## Start Dataset records
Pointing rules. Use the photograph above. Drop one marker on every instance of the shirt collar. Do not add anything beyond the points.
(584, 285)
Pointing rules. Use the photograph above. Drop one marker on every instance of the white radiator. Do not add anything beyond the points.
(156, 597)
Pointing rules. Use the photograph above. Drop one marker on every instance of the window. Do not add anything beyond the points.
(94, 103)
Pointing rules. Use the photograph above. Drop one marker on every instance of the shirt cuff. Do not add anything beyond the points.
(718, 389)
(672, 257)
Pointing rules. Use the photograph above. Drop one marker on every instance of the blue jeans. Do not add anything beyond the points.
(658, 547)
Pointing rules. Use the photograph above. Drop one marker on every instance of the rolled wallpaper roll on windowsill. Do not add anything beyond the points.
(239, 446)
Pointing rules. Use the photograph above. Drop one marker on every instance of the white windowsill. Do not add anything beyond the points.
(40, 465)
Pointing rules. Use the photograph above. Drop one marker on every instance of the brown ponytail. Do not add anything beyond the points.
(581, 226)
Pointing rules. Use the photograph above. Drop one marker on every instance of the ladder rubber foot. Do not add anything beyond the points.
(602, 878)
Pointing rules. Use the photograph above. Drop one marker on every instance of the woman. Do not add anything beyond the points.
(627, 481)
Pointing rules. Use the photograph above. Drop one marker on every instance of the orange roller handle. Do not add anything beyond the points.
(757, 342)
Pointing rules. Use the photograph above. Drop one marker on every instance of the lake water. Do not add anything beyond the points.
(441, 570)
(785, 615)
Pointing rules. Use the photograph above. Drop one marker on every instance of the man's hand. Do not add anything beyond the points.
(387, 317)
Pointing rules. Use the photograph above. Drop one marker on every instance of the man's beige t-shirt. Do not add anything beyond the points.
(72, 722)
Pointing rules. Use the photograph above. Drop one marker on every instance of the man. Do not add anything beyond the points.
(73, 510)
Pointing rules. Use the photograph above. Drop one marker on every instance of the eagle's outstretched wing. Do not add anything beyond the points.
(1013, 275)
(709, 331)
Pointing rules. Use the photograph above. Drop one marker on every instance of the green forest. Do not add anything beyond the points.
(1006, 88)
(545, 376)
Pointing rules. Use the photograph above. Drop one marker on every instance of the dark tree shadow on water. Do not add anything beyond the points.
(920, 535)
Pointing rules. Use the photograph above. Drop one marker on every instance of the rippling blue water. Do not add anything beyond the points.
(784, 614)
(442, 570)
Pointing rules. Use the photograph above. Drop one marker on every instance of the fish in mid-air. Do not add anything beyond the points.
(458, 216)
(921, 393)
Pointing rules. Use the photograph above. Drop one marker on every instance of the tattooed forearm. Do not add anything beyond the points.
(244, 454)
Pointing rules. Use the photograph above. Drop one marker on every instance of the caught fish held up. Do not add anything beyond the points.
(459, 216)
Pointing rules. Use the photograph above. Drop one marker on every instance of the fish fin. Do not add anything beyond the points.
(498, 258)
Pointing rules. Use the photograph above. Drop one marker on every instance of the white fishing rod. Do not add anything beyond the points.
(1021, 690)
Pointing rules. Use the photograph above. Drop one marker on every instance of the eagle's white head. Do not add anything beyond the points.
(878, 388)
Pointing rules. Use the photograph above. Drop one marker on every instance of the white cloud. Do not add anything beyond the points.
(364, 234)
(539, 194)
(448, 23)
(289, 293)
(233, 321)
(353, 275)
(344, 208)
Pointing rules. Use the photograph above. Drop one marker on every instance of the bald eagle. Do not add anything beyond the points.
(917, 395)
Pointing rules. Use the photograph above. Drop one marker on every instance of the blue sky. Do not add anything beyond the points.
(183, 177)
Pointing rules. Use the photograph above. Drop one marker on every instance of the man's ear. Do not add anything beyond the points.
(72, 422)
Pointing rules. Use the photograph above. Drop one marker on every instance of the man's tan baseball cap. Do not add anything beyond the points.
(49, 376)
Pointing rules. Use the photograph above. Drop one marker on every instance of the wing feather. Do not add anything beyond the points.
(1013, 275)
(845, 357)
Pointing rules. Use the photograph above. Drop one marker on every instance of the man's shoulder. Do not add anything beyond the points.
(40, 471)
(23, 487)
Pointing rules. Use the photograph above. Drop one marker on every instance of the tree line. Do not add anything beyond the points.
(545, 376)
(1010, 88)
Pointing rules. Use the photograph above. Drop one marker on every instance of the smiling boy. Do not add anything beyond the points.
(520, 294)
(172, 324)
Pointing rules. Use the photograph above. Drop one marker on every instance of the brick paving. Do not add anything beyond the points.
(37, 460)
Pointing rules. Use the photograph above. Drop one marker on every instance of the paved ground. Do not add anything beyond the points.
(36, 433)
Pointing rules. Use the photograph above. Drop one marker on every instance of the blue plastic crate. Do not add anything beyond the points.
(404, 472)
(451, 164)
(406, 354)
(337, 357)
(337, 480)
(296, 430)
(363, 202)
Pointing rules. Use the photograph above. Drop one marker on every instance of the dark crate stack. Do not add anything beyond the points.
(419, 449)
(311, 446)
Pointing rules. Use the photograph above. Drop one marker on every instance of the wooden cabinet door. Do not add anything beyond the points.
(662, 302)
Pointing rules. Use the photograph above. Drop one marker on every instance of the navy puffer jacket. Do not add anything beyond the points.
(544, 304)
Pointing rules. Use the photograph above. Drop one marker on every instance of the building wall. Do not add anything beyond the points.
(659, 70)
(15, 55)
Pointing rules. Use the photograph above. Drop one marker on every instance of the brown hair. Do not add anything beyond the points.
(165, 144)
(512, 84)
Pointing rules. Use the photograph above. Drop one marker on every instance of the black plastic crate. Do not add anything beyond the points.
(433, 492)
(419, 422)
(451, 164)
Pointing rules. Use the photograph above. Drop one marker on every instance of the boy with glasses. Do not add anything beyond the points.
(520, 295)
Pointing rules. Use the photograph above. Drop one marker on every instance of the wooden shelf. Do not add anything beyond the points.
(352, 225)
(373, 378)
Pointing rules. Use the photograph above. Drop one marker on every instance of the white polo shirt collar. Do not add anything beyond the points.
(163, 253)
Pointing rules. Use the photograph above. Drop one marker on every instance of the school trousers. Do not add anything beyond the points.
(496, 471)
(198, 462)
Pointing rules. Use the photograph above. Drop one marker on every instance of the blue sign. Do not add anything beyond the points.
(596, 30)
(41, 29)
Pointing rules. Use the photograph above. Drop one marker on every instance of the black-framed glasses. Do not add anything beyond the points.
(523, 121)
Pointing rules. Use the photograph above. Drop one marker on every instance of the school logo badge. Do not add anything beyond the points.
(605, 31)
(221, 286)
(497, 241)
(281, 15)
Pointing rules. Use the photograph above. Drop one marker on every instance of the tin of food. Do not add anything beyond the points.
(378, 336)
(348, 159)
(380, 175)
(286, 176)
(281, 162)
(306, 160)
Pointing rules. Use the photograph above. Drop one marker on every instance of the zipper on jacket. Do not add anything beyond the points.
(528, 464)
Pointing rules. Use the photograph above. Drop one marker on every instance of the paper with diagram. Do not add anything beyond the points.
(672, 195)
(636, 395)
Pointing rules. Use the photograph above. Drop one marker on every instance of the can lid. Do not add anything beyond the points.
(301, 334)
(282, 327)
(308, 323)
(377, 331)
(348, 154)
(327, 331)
## End Dataset records
**Written exercise:**
Recite the full listing above exactly.

**Result:**
Pointing rules. Use the photograph above. Drop one marker on every instance of the shirt collar. Do not add anything beyond the points.
(584, 285)
Pointing rules. Use the photograph above. Drop one marker on every instance of the white radiator. Do not add anything beyond the points.
(156, 597)
Pointing rules. Use the photograph above. Drop one marker on every instance of the window. Do not add anything beyond the points.
(94, 103)
Pointing rules. Use the photograph above. Drop one marker on every instance of the shirt cuff. Do not add anything beyond the points.
(718, 389)
(672, 257)
Pointing rules. Use the photograph above. Drop one marker on every instance of the blue jeans. Do not add anything beyond the points.
(658, 547)
Pointing rules. Use the photograph above. Drop one marker on every instance of the rolled wallpaper roll on windowsill. Do not add anything beyond the points.
(239, 446)
Pointing rules. Use the photograph above. Drop one marker on every instance of the white windowsill. Do not add anything beyond the points.
(40, 465)
Pointing rules. Use the photograph above. Drop one marker on every instance of the brown ponytail. Do not add anything beyond the points.
(581, 226)
Pointing rules. Use the photograph above. Drop one marker on every instance of the ladder rubber foot. Do not add anything beyond the points.
(602, 878)
Pointing rules. Use the photograph above. Drop one marker on every instance of the woman. Do not add anything beyond the points.
(627, 481)
Pointing rules. Use the photograph above. Drop one marker on every instance of the orange roller handle. Do not add anything beyond the points.
(757, 342)
Pointing rules. Use the photograph above. Drop one marker on every instance of the lake water. Do not add anything beyond the points.
(441, 570)
(785, 615)
Pointing rules. Use the photograph above. Drop one marker on every instance of the man's hand. Do not add anything beyond the points.
(387, 317)
Pointing rules. Use the photograph above. Drop one marker on every instance of the man's beige t-shirt. Do not add anything beyond the points.
(72, 722)
Pointing rules. Use the photograph above. Drop one marker on every instance of the man. Do not add anything beyond the points.
(73, 510)
Pointing rules. Use the photograph above. Drop one marker on every instance of the eagle's outstretched wing. Do not add anything beyond the points.
(1013, 275)
(709, 331)
Pointing rules. Use the photograph above. Drop one marker on every instance of the green forest. Do not add anything beyond the points.
(1006, 88)
(545, 376)
Pointing rules. Use the photograph above. Drop one marker on every instance of the dark tree shadow on water. Do not add anything beyond the points.
(920, 535)
Pointing rules. Use the photograph above. Drop one marker on every instance of the rippling blue water. Do not add anything beyond the points.
(784, 614)
(442, 570)
Pointing rules. Use the photograph above. Drop one marker on every instance of the fish in mid-air. Do not add anything beyond the points.
(458, 216)
(921, 393)
Pointing rules. Use the photograph above. Drop one marker on every instance of the tattooed forearm. Do not add anything beyond the points.
(244, 454)
Pointing rules. Use the photograph above. Drop one marker on every instance of the caught fish held up. Do not add anything beyond the points.
(459, 216)
Pointing rules. Use the photograph above. Drop one marker on every instance of the fish fin. Do not add anything beyond the points.
(498, 258)
Pointing rules. Use the photograph above. Drop one marker on every instance of the white fishing rod. Do not add anything beyond the points.
(1021, 690)
Pointing rules. Use the photograph above. Drop one marker on every instance of the eagle's white head. Do not add anything beyond the points.
(878, 388)
Pointing rules. Use the photograph above. Drop one marker on every instance of the white cloud. Do not add anything beyond the points.
(364, 234)
(539, 194)
(448, 23)
(289, 293)
(233, 321)
(353, 275)
(344, 208)
Pointing rules. Use the photograph above. Drop one marker on every instance of the bald eagle. Do not add anything beyond the points.
(917, 395)
Pointing rules. Use the photograph above. Drop one marker on every instance of the blue sky. Do not add anything beyond the points.
(183, 177)
Pointing rules. Use the photograph above. Drop one marker on every instance of the man's ear. Do not add anything beyond the points.
(72, 422)
Pointing rules. Use the photograph above. Drop one marker on every instance of the man's tan baseball cap. Do not add anything beyond the points.
(49, 376)
Pointing rules. Use the photograph above. Drop one marker on every instance of the wing feather. Do not add anything beyond the points.
(1013, 275)
(845, 357)
Pointing rules. Use the photograph above. Drop one marker on every instance of the man's shoulder. Do not add anything beyond the points.
(40, 471)
(23, 487)
Pointing rules. Use the photograph above. Drop one marker on every instance of the tree line. Do not add anything beyond the points.
(545, 376)
(1010, 88)
Pointing rules. Use the photograph above. Drop one marker on every instance of the smiling boy. Do not add anything beyond the points.
(520, 294)
(172, 324)
Pointing rules. Use the photograph above. Drop one marker on every instance of the brick paving. Do not add anything beyond the points.
(37, 460)
Pointing rules. Use the photograph above. Drop one marker on every instance of the paved ground. Do not add anything beyond the points.
(36, 433)
Pointing rules. Use the photograph above. Drop one marker on every instance of the blue plastic crate. Do not add anything beyond the points.
(404, 472)
(451, 164)
(406, 354)
(337, 357)
(337, 480)
(296, 430)
(363, 202)
Pointing rules. Use the photograph above. Drop one marker on every instance of the dark crate stack. Do not add anything beyond the points.
(419, 449)
(311, 446)
Pointing rules. Use the photograph above. Drop one marker on every instance of the wooden cabinet door. Do not add anything beyond the points.
(662, 302)
Pointing rules. Use the photograph above. Drop one marker on every instance of the navy puffer jacket. Do not add anything beyond the points.
(544, 304)
Pointing rules. Use the photograph above. Drop one marker on every instance of the building wall. Do not add anything beyond the points.
(659, 70)
(15, 55)
Pointing rules. Use the photograph above. Drop one marker on every instance of the brown hair. Do not add anything beyond the points.
(165, 144)
(512, 84)
Pointing rules. Use the photograph above. Drop one marker on every instance of the black plastic crate. Do not add anything beyond the points.
(433, 492)
(419, 422)
(451, 164)
Pointing rules. Use the photograph above. Drop one marker on every instance of the boy with glasses. Do not add anything beyond the points.
(520, 295)
Pointing rules. Use the photograph above. Drop one marker on every instance of the wooden shelf. Do not add anything beyond the points.
(352, 225)
(373, 378)
Pointing rules. Use the photograph above. Drop one marker on every instance of the white polo shirt collar. Do not add anything beyond the points.
(163, 253)
Pointing rules. Use the photograph above. Drop one marker on every instance of the school trousers. Do not add anything beyond the points.
(496, 471)
(198, 462)
Pointing rules. Use the photograph above. Drop one marker on every instance of the blue sign. Do not add anything beyond the points.
(596, 30)
(41, 29)
Pointing rules. Use the photograph above. Drop one marker on every instance of the black-framed glasses. Do not add anything beyond the points.
(523, 121)
Pointing rules. Use the photograph above. Drop one marker on every instance of the school logo badge. Do not add anything beyond the points.
(605, 31)
(221, 286)
(497, 241)
(281, 15)
Pointing rules. Use the photograph above. Drop one marker on every instance of the tin of food. Do not add anything beyond the points.
(378, 336)
(348, 159)
(380, 175)
(286, 176)
(281, 162)
(306, 160)
Pointing rules. Use the photograph above. Drop one marker on every instance of the zipper on jacket. Do not add anything beyond the points.
(528, 464)
Pointing rules. Use the photograph above. Drop one marker on every instance of the paper with diagram. Do not add anything beyond the points.
(672, 195)
(636, 395)
Pointing rules. Use the photograph above. Drop one marker on every instance of the can lid. Do not add anything beyond the points.
(301, 334)
(282, 327)
(308, 323)
(377, 331)
(348, 154)
(327, 331)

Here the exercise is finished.